__REQUIREMENTS__: Write out exactly the lines between the line containing "task: segment the tree line" and the end of the records, counting both ends, and leave out all pictures.

··· MATERIAL SHOWN

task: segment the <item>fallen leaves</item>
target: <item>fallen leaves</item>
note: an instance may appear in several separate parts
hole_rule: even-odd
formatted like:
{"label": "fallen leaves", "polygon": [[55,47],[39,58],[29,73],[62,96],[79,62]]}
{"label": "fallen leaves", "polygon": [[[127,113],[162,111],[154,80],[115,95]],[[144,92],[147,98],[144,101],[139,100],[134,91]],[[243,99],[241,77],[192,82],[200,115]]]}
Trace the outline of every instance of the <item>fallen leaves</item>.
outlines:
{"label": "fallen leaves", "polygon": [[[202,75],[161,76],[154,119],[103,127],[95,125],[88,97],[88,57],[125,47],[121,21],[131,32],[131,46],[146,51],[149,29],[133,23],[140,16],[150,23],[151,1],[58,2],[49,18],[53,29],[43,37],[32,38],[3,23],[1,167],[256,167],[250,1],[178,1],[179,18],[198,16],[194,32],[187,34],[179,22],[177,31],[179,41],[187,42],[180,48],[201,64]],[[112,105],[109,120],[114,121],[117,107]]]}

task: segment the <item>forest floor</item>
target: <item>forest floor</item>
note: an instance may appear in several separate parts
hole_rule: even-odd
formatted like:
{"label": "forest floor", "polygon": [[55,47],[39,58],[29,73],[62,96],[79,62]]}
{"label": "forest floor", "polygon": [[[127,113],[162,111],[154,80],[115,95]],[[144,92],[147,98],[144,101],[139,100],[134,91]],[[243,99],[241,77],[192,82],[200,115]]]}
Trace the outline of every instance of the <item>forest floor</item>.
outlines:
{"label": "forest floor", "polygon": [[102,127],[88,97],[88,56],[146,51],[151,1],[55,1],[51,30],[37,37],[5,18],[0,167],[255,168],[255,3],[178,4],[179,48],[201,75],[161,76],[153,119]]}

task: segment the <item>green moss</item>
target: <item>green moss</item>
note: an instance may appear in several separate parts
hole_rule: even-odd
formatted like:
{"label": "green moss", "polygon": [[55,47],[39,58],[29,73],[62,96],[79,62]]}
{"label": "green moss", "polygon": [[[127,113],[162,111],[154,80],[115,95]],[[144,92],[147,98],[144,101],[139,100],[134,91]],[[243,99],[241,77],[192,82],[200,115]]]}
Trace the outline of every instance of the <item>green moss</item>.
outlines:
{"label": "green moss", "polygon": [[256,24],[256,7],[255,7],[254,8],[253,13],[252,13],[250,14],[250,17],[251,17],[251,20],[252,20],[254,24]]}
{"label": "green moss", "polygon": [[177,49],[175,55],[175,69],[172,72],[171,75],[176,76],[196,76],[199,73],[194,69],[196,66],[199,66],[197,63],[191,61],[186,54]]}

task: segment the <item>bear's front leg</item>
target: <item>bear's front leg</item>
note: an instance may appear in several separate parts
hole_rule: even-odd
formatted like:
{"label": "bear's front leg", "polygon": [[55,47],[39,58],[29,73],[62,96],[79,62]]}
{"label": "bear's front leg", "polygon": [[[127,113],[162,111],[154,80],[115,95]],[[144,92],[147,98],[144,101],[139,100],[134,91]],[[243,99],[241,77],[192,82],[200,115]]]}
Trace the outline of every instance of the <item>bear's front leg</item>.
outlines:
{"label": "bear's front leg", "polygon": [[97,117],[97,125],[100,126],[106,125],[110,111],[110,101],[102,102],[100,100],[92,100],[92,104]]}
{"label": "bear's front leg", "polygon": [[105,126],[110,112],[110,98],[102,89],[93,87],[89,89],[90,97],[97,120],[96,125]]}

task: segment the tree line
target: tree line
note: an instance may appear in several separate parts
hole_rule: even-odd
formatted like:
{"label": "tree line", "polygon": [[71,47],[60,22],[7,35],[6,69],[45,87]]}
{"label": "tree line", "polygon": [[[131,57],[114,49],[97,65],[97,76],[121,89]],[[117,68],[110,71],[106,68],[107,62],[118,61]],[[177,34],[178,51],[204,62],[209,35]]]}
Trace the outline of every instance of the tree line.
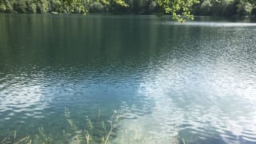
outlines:
{"label": "tree line", "polygon": [[256,14],[256,0],[0,0],[4,13],[123,13],[246,16]]}

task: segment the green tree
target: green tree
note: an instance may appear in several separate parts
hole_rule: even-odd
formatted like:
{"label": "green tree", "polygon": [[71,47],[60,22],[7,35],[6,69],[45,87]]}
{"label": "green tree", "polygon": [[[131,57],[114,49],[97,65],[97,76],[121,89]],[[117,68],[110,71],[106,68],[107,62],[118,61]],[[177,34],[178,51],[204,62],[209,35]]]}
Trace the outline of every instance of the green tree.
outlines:
{"label": "green tree", "polygon": [[238,4],[238,14],[242,16],[246,16],[250,15],[252,10],[253,10],[253,6],[248,2],[240,2]]}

······

__TASK RESPONSE__:
task: segment the tree line
target: tree line
note: an instance may appear in several separate parts
hole_rule: even-odd
formatted like:
{"label": "tree line", "polygon": [[71,47],[60,22],[7,35],[6,69],[45,87]]}
{"label": "tree line", "polygon": [[[131,57],[114,49],[97,65],[97,76],[121,89]],[[117,68],[110,71],[106,68],[107,62],[118,61]],[[177,34],[178,51],[204,62],[209,35]]]}
Trace the outline of every instance of the tree line.
outlines:
{"label": "tree line", "polygon": [[256,14],[256,0],[0,0],[4,13],[123,13],[246,16]]}

task: segment the green tree
target: green tree
note: an instance may appear in several separate parts
hole_rule: even-odd
formatted like:
{"label": "green tree", "polygon": [[71,47],[60,22],[7,35],[6,69],[45,87]]}
{"label": "green tree", "polygon": [[[131,57],[114,49],[97,65],[97,76],[121,89]],[[117,68],[110,71],[106,68],[107,62],[118,61]],[[177,34],[178,51],[204,62],[209,35]]]}
Trace the outline of every instance of the green tree.
outlines:
{"label": "green tree", "polygon": [[238,4],[238,14],[242,16],[246,16],[250,15],[252,10],[253,10],[253,6],[248,2],[240,2]]}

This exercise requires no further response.